- [Exercise brief]:
Pull out every line of the data below that contains the string "pipe" and copy each one unchanged.

- [Listed entries]:
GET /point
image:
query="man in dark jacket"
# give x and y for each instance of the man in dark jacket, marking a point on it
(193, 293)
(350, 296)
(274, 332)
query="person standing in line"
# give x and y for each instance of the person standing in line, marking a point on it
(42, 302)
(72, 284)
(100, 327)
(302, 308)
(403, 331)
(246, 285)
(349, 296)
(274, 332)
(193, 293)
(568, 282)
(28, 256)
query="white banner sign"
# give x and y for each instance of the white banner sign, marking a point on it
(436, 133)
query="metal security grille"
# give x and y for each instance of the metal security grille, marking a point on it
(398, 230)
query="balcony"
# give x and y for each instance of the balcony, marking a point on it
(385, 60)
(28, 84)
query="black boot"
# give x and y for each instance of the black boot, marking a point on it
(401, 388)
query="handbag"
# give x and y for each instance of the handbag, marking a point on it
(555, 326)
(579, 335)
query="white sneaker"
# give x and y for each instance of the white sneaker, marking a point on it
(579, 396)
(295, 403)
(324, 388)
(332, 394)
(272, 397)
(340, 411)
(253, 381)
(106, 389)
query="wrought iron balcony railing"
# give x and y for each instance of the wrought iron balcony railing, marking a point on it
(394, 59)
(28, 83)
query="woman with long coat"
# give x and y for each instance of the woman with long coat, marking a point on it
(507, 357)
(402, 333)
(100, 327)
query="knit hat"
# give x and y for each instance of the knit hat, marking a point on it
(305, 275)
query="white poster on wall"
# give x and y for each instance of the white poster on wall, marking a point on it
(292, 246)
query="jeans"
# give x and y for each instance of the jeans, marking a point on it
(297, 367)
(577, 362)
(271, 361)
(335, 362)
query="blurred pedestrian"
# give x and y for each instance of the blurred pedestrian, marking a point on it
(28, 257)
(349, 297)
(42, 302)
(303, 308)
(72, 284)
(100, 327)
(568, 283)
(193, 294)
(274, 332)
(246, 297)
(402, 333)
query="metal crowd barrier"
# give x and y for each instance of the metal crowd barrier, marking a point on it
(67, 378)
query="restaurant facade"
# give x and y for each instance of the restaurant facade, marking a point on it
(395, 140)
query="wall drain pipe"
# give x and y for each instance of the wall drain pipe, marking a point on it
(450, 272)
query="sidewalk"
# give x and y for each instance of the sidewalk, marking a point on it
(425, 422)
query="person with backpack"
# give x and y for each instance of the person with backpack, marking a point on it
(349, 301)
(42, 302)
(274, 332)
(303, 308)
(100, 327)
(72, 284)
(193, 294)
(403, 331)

- [Answer in full]:
query="wall drain pipe"
# give x and y for each instance of the wall drain pipe, marking a point on it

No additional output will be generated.